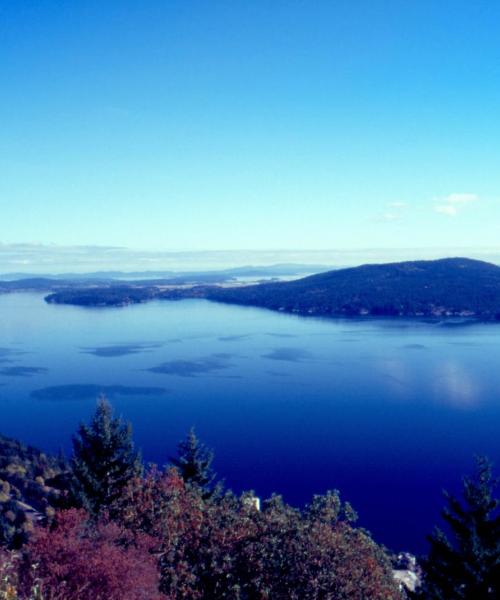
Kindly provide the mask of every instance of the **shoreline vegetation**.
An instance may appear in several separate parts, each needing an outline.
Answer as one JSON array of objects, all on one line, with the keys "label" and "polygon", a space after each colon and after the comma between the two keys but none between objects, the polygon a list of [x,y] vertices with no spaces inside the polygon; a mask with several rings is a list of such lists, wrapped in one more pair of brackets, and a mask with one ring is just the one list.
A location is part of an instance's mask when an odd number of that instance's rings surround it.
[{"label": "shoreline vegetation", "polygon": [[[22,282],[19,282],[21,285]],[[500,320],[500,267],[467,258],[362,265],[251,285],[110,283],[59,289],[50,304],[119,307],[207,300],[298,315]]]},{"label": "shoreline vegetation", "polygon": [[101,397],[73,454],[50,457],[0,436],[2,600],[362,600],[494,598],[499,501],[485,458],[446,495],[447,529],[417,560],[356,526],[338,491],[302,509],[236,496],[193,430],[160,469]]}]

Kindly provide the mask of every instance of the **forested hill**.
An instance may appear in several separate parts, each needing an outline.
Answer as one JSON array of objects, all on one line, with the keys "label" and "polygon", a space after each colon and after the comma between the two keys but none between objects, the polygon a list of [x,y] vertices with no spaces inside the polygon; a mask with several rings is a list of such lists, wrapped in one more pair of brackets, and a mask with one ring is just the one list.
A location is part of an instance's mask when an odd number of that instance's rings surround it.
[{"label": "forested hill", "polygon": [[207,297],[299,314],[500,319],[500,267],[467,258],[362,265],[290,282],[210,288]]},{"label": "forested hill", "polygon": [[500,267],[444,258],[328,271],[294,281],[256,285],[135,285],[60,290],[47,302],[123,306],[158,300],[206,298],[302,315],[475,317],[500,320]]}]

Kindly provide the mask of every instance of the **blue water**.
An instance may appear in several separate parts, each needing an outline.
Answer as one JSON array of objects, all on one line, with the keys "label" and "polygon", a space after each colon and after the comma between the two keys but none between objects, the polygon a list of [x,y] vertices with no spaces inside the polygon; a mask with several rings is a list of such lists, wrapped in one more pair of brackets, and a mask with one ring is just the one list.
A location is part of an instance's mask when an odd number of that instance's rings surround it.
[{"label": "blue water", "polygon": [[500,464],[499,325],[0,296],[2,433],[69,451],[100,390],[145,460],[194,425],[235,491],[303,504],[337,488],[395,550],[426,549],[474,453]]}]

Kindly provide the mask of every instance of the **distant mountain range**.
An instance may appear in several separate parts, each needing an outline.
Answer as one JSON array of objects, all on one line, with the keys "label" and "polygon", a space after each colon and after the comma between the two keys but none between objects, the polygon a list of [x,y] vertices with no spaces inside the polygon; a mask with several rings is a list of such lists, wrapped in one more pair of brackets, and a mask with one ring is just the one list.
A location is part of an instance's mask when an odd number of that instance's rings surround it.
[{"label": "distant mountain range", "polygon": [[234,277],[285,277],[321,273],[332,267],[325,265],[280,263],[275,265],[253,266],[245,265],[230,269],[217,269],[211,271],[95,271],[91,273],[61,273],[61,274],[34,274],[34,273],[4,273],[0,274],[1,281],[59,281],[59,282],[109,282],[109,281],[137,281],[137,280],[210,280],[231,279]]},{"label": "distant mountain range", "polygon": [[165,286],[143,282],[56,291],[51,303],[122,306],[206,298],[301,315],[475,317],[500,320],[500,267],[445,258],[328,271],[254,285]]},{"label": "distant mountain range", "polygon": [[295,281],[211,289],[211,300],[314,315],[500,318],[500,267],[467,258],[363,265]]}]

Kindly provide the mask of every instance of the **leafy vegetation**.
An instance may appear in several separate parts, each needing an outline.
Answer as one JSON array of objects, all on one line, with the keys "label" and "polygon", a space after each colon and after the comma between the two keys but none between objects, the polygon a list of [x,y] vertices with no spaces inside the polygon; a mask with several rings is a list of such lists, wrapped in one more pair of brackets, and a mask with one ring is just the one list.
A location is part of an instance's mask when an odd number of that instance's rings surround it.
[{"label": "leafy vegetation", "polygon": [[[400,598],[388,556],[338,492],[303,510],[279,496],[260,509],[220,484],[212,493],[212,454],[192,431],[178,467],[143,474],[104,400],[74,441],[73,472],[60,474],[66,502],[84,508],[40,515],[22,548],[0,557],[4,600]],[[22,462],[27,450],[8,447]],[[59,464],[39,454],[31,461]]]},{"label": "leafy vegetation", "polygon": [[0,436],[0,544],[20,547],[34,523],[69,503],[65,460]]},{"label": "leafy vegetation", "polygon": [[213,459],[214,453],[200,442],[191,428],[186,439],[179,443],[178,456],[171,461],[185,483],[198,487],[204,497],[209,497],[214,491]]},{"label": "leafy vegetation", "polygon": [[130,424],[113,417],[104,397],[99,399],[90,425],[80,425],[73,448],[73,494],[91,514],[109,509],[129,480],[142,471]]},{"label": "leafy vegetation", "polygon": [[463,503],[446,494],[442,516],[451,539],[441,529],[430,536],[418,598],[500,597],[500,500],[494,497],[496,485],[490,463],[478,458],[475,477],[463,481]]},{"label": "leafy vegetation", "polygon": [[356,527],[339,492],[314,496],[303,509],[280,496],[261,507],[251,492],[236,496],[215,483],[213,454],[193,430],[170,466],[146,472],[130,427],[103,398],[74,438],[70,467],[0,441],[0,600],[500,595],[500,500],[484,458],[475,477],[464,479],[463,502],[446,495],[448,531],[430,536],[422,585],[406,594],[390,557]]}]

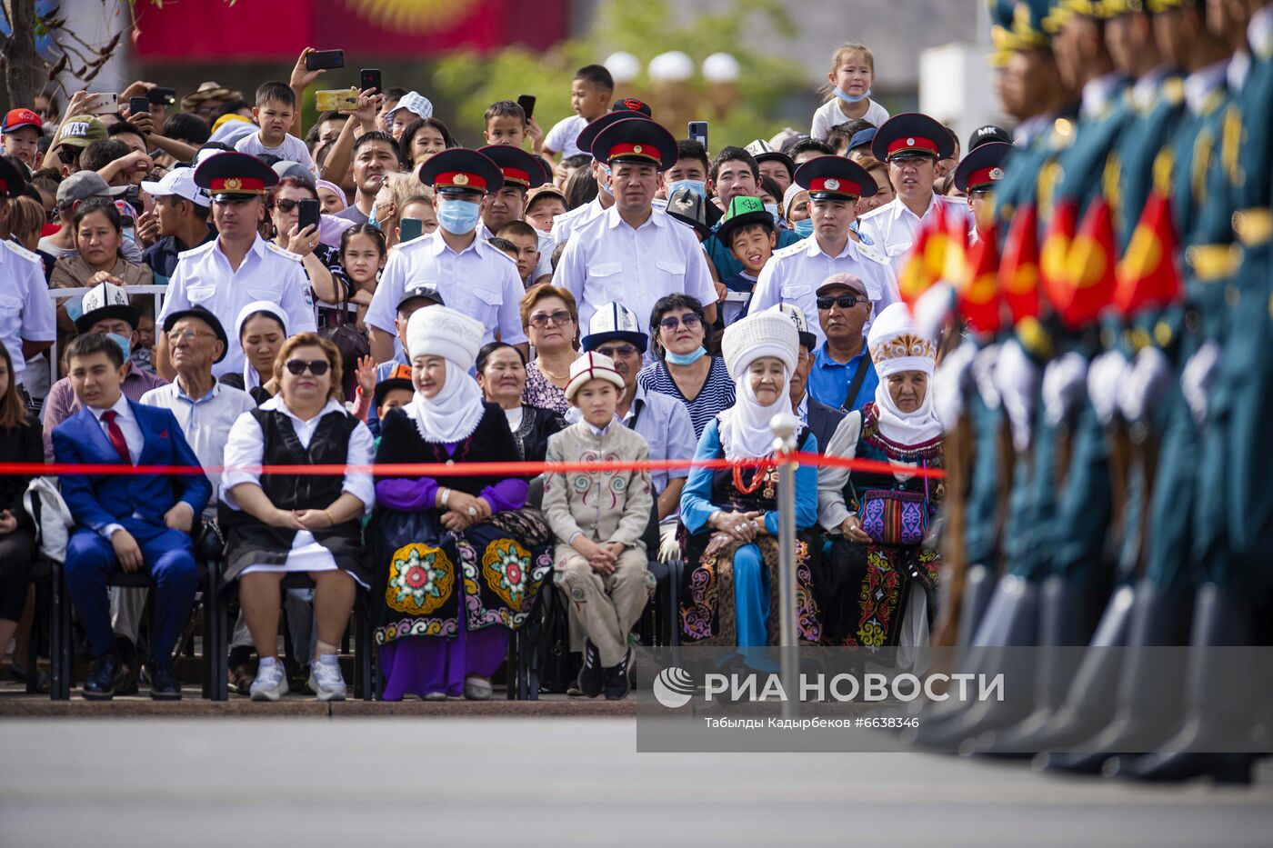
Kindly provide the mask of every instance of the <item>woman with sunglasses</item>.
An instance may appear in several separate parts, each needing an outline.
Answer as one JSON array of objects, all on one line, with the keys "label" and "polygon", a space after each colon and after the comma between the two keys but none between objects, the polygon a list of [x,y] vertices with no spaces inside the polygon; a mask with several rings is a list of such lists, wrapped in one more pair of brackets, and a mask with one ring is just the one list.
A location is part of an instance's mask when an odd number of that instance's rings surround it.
────
Objective: Which lines of the records contain the word "hill"? Gather each of them and copy it out in full.

Full solution:
Kindly provide the mask of every instance of the **forested hill**.
[{"label": "forested hill", "polygon": [[207,297],[299,314],[500,319],[500,267],[467,258],[362,265],[290,282],[210,288]]},{"label": "forested hill", "polygon": [[500,267],[444,258],[328,271],[294,281],[256,285],[135,285],[60,290],[47,302],[123,306],[158,300],[206,298],[302,315],[475,317],[500,320]]}]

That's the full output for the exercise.